**Given task**
Rescale the data from the line containing "Quick question about the image above: does any log" through the line containing "101 143 148 205" by giving every line again, requests included, with each bounding-box coordinate in the answers multiplied by 1.1 and rounded to a whole number, halves rounded up. Leave the requests and their sample numbers unchanged, and reproduce only these lines.
** START Provided entries **
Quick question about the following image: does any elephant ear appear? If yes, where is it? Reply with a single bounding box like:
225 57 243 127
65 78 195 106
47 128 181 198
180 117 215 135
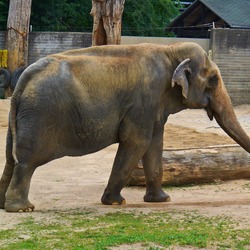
172 58 191 99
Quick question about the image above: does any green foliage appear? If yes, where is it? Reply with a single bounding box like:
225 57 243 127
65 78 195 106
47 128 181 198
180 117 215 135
122 0 179 36
0 210 250 250
0 0 179 36
30 0 92 32
0 0 9 30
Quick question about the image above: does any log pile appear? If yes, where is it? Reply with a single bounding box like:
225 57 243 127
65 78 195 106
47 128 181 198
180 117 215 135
129 145 250 186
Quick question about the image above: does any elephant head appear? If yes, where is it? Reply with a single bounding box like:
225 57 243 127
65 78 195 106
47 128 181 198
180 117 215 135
172 45 250 153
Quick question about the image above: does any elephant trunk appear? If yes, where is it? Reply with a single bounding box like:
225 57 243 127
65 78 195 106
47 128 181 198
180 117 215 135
211 82 250 153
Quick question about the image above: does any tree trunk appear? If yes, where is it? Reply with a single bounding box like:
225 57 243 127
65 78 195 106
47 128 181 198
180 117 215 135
129 146 250 186
6 0 32 72
90 0 125 46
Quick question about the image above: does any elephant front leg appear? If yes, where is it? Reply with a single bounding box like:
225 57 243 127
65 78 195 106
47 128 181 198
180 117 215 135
0 159 14 208
142 128 170 202
101 143 148 205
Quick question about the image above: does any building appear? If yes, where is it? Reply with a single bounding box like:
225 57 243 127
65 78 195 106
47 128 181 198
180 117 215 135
166 0 250 38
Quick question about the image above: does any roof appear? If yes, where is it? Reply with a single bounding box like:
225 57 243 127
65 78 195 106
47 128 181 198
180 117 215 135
170 0 250 28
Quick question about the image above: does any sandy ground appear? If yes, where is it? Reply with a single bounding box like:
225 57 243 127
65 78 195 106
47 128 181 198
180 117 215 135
0 100 250 229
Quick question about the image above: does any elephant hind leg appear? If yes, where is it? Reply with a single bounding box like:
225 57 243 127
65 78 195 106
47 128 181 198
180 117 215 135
101 139 148 205
0 129 15 209
4 163 35 212
142 128 170 202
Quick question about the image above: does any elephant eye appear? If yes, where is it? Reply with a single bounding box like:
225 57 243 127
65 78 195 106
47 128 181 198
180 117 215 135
208 75 219 88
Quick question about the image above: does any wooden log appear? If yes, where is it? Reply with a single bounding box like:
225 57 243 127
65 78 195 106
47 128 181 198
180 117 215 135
129 145 250 186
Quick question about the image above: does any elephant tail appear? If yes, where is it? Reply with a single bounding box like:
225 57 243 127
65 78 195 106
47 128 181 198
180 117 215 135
9 96 18 164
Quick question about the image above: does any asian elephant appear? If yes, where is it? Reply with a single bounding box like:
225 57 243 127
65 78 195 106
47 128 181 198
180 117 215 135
0 43 250 212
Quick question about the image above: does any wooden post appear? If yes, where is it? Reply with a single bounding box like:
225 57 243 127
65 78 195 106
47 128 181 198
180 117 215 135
6 0 32 72
90 0 125 46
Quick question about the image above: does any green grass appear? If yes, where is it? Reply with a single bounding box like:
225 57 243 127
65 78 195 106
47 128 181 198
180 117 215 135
0 210 250 250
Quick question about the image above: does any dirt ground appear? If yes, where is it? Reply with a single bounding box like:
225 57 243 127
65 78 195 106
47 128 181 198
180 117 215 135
0 100 250 229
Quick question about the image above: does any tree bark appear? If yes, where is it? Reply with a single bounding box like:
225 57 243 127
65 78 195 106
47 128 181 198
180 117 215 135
6 0 32 72
129 146 250 186
90 0 125 46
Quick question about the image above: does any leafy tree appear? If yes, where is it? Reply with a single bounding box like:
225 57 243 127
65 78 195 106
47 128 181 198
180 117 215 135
0 0 180 36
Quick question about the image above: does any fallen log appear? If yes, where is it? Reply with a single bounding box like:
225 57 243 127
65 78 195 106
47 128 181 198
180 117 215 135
129 145 250 186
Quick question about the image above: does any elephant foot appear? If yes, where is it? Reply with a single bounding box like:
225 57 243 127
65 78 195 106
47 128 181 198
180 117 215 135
101 191 126 205
144 190 171 202
4 200 35 212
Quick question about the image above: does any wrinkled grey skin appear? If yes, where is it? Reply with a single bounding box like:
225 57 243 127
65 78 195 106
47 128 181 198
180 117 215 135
0 43 250 212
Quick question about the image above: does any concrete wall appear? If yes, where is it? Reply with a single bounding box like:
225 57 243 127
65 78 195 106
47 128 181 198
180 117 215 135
211 29 250 105
28 32 92 64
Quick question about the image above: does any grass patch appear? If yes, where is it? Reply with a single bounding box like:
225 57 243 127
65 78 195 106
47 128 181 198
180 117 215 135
0 210 250 250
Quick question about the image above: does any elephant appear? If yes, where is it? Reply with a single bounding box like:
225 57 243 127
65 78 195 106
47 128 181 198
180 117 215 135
0 42 250 212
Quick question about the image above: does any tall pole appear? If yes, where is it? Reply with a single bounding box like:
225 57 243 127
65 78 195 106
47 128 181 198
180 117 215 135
90 0 125 46
6 0 32 72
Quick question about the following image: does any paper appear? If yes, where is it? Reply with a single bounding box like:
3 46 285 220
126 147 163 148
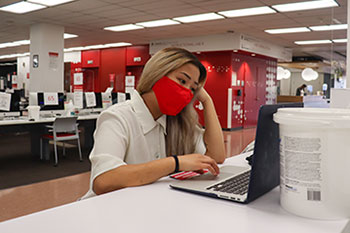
73 91 84 108
74 73 83 85
85 92 96 108
44 92 58 105
0 92 11 111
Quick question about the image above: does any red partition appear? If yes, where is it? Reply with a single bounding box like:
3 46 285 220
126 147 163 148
81 49 100 68
126 45 151 66
196 51 232 128
99 48 126 92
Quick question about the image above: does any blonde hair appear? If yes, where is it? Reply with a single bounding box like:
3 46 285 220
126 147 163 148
136 48 207 156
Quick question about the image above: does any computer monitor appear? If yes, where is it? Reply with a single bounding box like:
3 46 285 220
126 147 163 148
37 92 64 111
29 92 38 106
95 92 103 108
112 92 131 104
0 90 21 112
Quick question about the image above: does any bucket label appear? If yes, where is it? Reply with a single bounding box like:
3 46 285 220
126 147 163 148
280 136 322 201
** END Provided entries **
**Reply to the task**
Quick question about the image above: does any log pile appear? If yes, where is it? Reply with a single bounding box like:
225 57 243 127
65 78 195 106
47 128 181 198
180 117 215 135
142 160 275 205
Quick question about the image above: does any elephant head appear? If yes, where is it? Reply with a single bounding box like:
225 57 243 127
65 78 195 106
47 128 181 198
180 117 215 135
189 50 275 168
Quick question about the image above: does any elephant trunk appear? If yes, where is it? Reply with a single bounding box like:
225 57 243 127
65 78 195 106
47 128 181 198
180 117 215 135
232 90 275 168
Quick question about the image above: does any tree trunk appear? If yes, where is it? Reply with a single bounding box like:
225 57 243 127
65 78 195 106
47 128 181 198
180 117 215 135
142 161 275 205
7 0 35 79
99 0 138 51
Quick question about the image above: does any elephant front leg appear? If yes, where is it? Reply with a single bounding box like:
225 57 243 127
65 78 195 106
47 128 181 198
180 117 215 135
0 175 15 229
156 141 187 222
111 157 163 226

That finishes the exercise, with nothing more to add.